(Set exercise) Copy out the listing below, substituting "shallow lagoon water" for every instance of "turquoise water" and keeping everything else the same.

(The input)
================
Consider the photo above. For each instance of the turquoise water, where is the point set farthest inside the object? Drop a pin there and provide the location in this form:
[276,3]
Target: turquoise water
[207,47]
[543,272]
================
(Correct output)
Consider the photo above. For each instance of the shallow lagoon water, where is the point set farthest inside the object? Drop a pin there and provide the location in this form:
[276,3]
Target: shallow lagoon water
[207,47]
[543,272]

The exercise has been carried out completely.